→ GIVEN REQUEST A
Answer these questions about the forum thread below on when to use "bir":
(i) How did the asker translate "Istanbul is a beautiful city"?
(ii) Which classifier words are suggested for beverages?
(iii) What tone does leaving out "bir" have, according to Rallino?

++++ PASSAGE PROVIDED

# İstanbul güzel (bir) kent



## mujahid7ia

<Mod note: This thread was split from here.>

Thanks for the replies Asr and Rallino, that clears it up.

I have a further question from similar exercises: when should "bir" be used?

The exercise said to translate this into Turkish: "Istanbul is a beautiful city. Istanbul is not a beautiful city." I translated it: "İstanbul güzel kent. İstanbul güzel kent değil." but the answer key says there should be a "bir" before "güzel". Similarly, a dialogue had the sentence: "İstanbul çok güzel bir kent" and another "Sinan Bey iyi bir öğretmen değil". Why is that?


----------



## themadprogramer

Okay let me explain this way: In Turkish we don't use "a". And we don't have any genders like French "un" or "une".

The pattern is:
Amount + Adjectives + Optional Classifier + Object.

Amount: Usually a number, it could also be a word like azcık or yarım that isn't necessarily a number.

Optional Classifier: The logic of this a bit difficult to explain. Certain words need to take a  classifier in order to sound proper. You could put bardak, şişe or fincan here for beverages, and when you aren't sure what to use tane or adet. But be warned there are some cases where using a classifier would be the wrong decision. Such as in this case. You can't use them for areas, whether you're being specific about the areas or not.

Object: Not the grammatical object, but the object that you want to specify the amount of.

So to say: "Istanbul is *a beautiful city*" -> "İstanbul *güzel bir kent*."


----------



## Rallino

Just an additional note to what Ahmet Akkoç said,
_İstanbul güzel kent_, without the _bir_ is not necessarily wrong. You can also say: _Pınar güzel kız gerçekten. _(Pınar is a beautiful girl, indeed.)
It has a rather poetic tone to it, so usually we do use the _bir_ in everyday Turkish.

++++++++
++++ INFORMATION SUPPLIED

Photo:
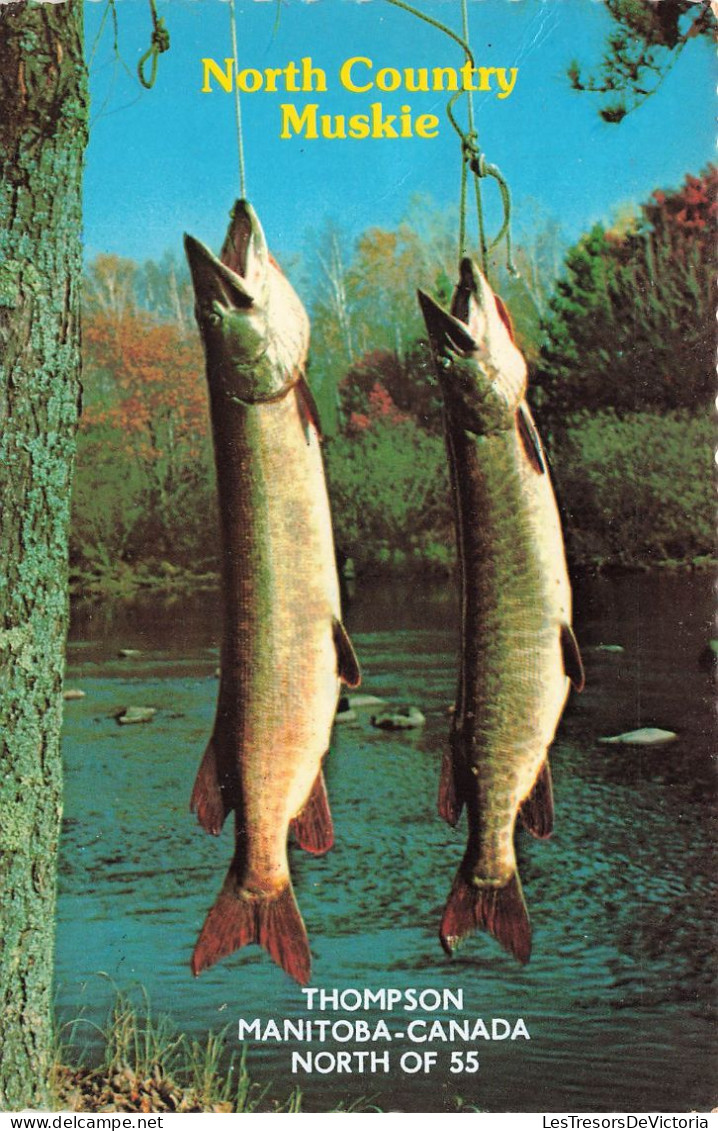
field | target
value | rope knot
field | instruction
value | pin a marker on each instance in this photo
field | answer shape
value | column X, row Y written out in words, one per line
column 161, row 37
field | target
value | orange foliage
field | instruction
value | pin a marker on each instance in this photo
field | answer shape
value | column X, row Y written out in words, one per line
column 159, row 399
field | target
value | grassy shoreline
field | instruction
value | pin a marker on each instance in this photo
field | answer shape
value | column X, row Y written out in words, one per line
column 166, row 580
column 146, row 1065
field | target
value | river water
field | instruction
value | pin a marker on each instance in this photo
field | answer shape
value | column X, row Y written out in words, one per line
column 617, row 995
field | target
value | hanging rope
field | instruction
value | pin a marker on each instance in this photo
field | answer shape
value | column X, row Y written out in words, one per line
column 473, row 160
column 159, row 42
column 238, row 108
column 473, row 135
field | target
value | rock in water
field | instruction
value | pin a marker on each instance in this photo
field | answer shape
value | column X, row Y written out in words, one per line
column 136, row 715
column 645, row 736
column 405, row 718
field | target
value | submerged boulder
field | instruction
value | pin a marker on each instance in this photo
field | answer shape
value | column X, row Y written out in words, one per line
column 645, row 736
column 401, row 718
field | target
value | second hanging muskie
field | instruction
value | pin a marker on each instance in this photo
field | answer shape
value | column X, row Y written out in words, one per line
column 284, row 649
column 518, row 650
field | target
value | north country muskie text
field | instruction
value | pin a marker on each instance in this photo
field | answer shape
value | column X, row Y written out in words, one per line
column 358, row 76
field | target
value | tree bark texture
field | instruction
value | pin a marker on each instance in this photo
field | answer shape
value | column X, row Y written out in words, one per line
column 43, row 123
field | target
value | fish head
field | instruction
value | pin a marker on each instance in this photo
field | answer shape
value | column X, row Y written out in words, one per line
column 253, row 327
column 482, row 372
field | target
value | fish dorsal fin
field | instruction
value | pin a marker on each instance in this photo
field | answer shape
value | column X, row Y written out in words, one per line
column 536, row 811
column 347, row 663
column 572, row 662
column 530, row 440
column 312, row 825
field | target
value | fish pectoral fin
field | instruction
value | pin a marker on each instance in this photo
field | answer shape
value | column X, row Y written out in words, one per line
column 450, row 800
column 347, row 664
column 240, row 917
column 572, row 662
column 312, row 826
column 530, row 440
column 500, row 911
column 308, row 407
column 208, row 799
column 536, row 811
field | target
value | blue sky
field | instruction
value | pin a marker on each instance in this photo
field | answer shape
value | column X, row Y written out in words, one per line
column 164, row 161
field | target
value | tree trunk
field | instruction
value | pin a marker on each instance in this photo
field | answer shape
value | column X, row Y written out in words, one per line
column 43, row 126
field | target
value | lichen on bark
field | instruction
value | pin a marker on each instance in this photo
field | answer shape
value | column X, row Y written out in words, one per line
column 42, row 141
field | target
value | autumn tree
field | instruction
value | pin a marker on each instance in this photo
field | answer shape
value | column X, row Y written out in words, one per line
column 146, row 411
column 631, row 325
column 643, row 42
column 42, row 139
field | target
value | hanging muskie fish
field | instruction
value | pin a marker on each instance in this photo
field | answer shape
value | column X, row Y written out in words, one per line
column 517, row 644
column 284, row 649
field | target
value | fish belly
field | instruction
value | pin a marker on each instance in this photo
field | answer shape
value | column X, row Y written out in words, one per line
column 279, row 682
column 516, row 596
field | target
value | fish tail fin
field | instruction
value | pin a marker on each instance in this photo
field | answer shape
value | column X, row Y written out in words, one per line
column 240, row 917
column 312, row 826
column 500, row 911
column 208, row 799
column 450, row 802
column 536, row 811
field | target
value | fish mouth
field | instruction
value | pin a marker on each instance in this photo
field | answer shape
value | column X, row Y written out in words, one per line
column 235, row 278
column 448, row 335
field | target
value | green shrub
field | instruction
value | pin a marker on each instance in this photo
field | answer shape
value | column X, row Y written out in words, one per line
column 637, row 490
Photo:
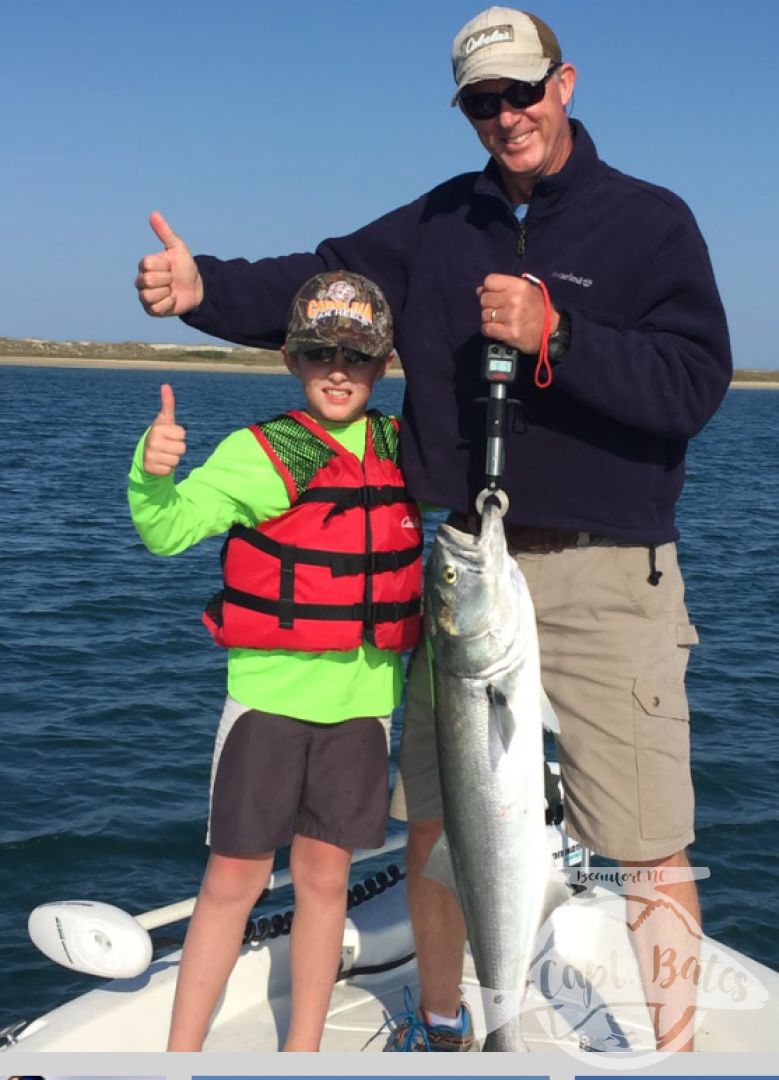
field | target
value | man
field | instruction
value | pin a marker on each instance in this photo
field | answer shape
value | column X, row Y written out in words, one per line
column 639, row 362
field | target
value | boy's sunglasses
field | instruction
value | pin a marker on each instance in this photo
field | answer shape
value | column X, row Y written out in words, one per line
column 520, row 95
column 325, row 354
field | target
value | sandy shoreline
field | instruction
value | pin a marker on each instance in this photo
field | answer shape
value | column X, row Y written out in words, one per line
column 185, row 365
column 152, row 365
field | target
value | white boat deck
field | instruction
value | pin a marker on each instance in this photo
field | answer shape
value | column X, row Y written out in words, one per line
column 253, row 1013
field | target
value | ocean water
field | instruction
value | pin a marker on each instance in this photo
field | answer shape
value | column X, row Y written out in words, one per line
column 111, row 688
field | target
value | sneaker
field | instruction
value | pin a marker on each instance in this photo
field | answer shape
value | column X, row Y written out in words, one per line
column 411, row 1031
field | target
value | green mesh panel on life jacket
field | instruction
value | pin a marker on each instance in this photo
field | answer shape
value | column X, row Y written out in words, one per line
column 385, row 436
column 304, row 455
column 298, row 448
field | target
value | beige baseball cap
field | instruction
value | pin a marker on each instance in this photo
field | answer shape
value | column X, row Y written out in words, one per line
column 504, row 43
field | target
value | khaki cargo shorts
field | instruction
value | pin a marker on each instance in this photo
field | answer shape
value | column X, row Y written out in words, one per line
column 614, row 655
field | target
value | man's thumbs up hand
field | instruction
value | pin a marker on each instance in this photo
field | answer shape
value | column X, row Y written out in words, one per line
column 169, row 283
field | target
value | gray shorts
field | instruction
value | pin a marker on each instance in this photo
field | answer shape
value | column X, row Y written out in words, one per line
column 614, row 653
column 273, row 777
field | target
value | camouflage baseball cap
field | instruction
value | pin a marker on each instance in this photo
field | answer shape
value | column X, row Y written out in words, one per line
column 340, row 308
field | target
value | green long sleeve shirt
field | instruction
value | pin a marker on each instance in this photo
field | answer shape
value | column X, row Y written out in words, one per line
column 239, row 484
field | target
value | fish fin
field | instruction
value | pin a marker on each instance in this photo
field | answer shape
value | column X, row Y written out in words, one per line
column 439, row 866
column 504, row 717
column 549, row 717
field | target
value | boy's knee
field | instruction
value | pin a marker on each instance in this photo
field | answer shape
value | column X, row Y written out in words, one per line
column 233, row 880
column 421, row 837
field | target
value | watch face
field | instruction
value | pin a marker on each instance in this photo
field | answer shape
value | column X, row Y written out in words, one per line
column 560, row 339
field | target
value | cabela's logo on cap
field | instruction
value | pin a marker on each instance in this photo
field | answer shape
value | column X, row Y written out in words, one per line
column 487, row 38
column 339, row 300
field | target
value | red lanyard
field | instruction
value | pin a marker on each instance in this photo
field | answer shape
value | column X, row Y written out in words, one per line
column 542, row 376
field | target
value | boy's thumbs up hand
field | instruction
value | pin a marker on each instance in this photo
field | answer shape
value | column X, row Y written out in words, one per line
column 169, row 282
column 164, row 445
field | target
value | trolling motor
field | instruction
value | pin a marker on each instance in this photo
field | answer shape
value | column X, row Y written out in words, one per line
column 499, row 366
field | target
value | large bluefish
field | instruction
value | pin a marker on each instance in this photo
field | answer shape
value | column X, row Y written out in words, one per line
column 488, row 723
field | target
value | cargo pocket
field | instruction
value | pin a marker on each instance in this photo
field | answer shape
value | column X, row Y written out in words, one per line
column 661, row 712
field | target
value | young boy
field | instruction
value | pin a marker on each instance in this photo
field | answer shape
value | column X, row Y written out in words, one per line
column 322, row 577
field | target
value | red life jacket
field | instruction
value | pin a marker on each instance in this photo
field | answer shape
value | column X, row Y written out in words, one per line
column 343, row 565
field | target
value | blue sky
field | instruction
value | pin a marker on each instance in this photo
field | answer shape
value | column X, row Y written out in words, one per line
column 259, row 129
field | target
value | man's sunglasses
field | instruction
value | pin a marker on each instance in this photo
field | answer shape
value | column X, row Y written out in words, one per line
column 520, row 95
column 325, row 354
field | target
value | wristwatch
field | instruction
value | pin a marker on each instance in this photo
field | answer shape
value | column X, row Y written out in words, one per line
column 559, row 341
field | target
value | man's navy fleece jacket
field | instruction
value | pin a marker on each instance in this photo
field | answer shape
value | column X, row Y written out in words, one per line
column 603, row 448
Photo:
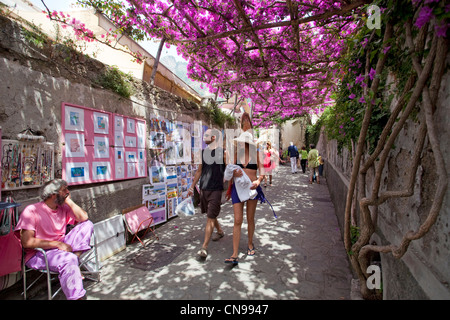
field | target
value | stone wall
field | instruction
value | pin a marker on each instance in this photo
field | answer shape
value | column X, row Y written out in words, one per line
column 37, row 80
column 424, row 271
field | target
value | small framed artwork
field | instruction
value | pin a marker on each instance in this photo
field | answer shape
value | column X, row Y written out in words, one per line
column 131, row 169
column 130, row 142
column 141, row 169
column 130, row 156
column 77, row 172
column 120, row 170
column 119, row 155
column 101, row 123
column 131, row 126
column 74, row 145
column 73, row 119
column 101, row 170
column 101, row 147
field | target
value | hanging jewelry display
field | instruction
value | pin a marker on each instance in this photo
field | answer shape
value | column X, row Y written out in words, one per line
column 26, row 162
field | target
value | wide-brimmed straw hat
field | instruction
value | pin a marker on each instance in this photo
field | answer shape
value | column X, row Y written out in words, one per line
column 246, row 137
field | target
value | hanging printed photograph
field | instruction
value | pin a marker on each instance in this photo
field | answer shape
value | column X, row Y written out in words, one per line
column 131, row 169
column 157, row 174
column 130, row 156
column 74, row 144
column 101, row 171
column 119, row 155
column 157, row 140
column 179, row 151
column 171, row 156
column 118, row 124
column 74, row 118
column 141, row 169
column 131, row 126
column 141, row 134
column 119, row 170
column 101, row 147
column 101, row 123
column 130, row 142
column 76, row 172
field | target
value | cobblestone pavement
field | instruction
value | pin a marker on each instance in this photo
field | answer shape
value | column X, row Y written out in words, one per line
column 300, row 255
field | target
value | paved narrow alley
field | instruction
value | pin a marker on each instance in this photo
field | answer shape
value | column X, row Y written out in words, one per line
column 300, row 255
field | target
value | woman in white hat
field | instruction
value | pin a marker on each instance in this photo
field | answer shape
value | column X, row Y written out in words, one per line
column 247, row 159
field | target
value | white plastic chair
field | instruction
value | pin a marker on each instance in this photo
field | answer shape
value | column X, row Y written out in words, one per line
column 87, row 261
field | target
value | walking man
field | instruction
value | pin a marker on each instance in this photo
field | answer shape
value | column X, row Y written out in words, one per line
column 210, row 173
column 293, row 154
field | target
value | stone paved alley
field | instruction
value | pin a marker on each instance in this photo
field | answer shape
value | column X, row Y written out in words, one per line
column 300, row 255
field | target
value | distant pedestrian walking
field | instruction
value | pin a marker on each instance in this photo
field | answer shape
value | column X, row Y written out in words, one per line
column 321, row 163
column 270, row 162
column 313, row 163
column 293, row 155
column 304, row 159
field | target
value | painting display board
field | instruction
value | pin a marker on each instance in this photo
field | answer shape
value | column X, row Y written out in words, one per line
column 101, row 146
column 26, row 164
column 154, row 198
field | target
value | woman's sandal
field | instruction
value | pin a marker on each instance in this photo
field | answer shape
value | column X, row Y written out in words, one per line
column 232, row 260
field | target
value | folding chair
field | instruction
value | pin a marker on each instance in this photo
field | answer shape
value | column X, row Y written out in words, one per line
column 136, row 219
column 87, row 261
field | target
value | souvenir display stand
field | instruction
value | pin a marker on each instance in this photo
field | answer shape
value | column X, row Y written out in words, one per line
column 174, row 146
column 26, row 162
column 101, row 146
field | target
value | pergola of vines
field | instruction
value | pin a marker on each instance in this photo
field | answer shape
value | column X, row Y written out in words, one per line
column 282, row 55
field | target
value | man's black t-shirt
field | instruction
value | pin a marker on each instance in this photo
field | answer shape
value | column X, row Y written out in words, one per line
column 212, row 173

++++++++

→ GIVEN REQUEST B
Write out everything in the listing, from its start down to the line containing "column 405, row 718", both ends included, and leave the pictures out.

→ REPLY A
(i) İstanbul güzel kent.
(ii) Bardak, şişe or fincan.
(iii) A rather poetic tone.

→ REPLY B
Photo:
field | target
value | rope knot
field | instruction
value | pin a marker on each instance in this photo
field | answer shape
value | column X, row Y written out in words, one per line
column 161, row 37
field | target
value | orange foliage
field | instruction
value | pin a marker on each instance in this photo
field | answer shape
value | column X, row Y written out in words, one per line
column 159, row 399
field | target
value | grassy shoreline
field | instruction
value | pin a marker on each instance in this photo
field | answer shape
value | column X, row Y written out in words, one per line
column 166, row 580
column 146, row 1065
field | target
value | river water
field | instruction
value | pin a marker on each instance in this photo
field | answer shape
value | column X, row Y written out in words, one per line
column 617, row 995
field | target
value | hanging rope
field | instruction
value | pin a marker on each instance in this photo
field | answer shape
value | column X, row Y written out in words, one per line
column 473, row 160
column 159, row 42
column 238, row 108
column 473, row 135
field | target
value | rock in water
field | instruction
value | pin a marker on each instance in this photo
field | answer shape
value | column X, row Y written out in words, one per line
column 136, row 715
column 645, row 736
column 405, row 718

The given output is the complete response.